━━ Data extract

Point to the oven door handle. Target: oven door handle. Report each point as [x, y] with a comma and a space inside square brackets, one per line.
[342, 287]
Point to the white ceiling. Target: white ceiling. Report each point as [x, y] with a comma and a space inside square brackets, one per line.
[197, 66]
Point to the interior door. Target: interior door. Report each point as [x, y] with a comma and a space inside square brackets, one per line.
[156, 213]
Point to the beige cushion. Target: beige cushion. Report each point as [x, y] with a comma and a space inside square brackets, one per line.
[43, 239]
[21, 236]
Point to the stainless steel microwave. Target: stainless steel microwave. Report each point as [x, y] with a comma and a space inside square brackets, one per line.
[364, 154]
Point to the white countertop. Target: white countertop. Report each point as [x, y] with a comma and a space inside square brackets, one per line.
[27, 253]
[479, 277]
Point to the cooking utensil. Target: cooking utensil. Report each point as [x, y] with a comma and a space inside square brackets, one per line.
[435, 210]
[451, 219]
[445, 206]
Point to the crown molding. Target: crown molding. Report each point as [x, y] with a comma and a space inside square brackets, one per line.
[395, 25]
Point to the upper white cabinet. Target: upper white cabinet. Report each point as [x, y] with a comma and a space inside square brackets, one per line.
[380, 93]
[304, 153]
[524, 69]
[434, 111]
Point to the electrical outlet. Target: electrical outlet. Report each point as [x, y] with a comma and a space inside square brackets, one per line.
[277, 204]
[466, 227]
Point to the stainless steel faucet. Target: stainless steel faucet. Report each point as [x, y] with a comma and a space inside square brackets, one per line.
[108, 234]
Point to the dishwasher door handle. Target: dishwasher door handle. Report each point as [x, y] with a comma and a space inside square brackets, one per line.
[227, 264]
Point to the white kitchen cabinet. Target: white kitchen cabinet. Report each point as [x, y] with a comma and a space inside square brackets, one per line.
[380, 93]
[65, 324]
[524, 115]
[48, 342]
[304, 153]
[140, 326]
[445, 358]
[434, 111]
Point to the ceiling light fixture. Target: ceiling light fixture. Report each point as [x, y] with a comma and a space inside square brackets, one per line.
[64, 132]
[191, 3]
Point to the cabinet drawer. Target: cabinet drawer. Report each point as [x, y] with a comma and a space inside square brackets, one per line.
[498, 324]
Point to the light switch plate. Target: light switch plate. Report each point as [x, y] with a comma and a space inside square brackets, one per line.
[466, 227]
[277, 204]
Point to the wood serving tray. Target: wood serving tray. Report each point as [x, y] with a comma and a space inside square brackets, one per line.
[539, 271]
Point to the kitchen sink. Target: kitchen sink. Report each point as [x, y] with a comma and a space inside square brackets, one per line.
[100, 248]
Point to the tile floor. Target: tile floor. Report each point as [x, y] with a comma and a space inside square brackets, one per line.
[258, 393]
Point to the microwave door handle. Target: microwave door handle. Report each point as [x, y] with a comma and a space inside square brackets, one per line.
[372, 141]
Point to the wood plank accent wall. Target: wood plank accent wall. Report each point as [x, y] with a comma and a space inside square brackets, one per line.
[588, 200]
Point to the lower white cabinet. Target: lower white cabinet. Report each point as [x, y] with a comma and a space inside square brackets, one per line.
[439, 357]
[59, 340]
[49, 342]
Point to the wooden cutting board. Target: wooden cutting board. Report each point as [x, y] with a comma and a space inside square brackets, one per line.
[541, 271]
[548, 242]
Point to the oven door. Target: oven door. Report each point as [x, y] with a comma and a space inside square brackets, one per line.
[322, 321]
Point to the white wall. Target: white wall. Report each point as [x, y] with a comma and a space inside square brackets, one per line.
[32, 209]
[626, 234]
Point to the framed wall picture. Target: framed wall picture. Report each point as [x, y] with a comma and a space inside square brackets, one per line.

━━━━

An exact copy of all the entries is what's needed; write it out.

Point to the oven door handle. Target: oven door handle. Report each point as [x, y] with a comma and a space inside square brackets, one per line.
[342, 287]
Point to the white ceiling. Target: white ceiling. Report each point as [x, y] with a comma and a space inside square brackets, one per line.
[197, 66]
Point to the interior door. Target: interior door. Report each point as [x, y] with a comma and a space inside square brackets, one per line.
[156, 213]
Point to the beige cushion. Target: beige cushion. Report each point as [x, y] with a comma and a space inside square brackets, one per line.
[43, 239]
[21, 236]
Point to the stainless steel microwave. Target: stainless steel microwave. Report each point as [x, y] with a comma and a space inside square brackets, one per line.
[364, 154]
Point to the white countertop. Target: white countertop. Report each point as [x, y] with a comma and a space inside square brackets, one per line.
[27, 253]
[479, 277]
Point to the cooking utensil. Target: cooking utensil. Report each point as [x, y] with a comma and a space inside square brackets, one per line.
[435, 210]
[451, 219]
[445, 206]
Point to the crown molding. Target: crown molding. Report each point as [x, y] with a comma and a space inside square brackets, one per line.
[395, 25]
Point to the upper white cabinet. Target: upper white cabinet. Report each point as [x, y] with a comma and a space inside square brackets, one per line.
[380, 93]
[304, 153]
[524, 69]
[434, 111]
Point to the electrical outlet. Target: electrical outlet. Report each point as [x, y] with a comma and a space inside square brackets, one per line.
[277, 204]
[466, 227]
Point to the stainless steel faucet. Target: stainless steel faucet. Report each point as [x, y] with a comma and a space inside square brackets, one per line.
[108, 234]
Point to the dishwasher door handle. Target: dishwasher door handle. Report each point as [x, y] with a comma and a space inside square brackets, one per line.
[227, 264]
Point to the white kitchen cabinet. Target: white kitchen cabinet. Report each point as [x, y] with a comma and a space inside square brackets, one per line.
[380, 93]
[65, 324]
[524, 115]
[48, 342]
[304, 153]
[140, 326]
[445, 358]
[434, 111]
Point to the ceiling light fixture. Target: ceiling light fixture. Report each point as [x, y] with a comma and a space inside square brackets, one per line.
[64, 132]
[191, 3]
Point to the cabinet drawer. Target: cabinet drawer. Report each point as [x, y] with a comma and a space inside square brackets, one per line.
[498, 324]
Point to the light switch plate. Target: light switch plate. Report each point as [x, y] with a comma and a space inside square brackets, one per line.
[466, 227]
[277, 204]
Point to the wood serving tray. Target: wood serving tray. Report each point as [x, y] with a comma and a space inside square brackets, one per line.
[539, 271]
Point to the kitchen sink. Target: kitchen sink. Report each point as [x, y] with a comma and a space inside square brackets, one per line.
[100, 248]
Point to the tile floor. Target: tile floor. Report each point as [x, y] with a comma and a space inside square brackets, one per line.
[258, 393]
Point to the microwave door handle. Target: microwave door handle. Report each point as [x, y] with a comma and a space inside square brackets, one per line.
[372, 141]
Point to the wood plank accent wall. Target: wood plank accent wall. Report each point as [x, y] with a comma and a space inside square brackets, one per line.
[588, 200]
Point to the lower white cabinet. Target: lower white cabinet. Report each point as [x, y] with a comma and a space inside square brackets, one per line.
[439, 357]
[59, 340]
[49, 342]
Point to the wooden cutting board. Target: wooden cutting board. Report each point as [x, y] with a comma and a space inside square brackets, one per line.
[541, 271]
[548, 242]
Point to the oven door. Target: oven door. Report each point as [x, y] with a comma and a space inside square brackets, one per line.
[322, 321]
Point to the white wall. Target: white wall. Report each point as [x, y] with a comma and a space inside square brackets, one per line.
[32, 209]
[626, 234]
Point to the framed wall picture. Target: framed wall picture. Report each point as [x, y] with a comma and a space inside square brackets, one per line.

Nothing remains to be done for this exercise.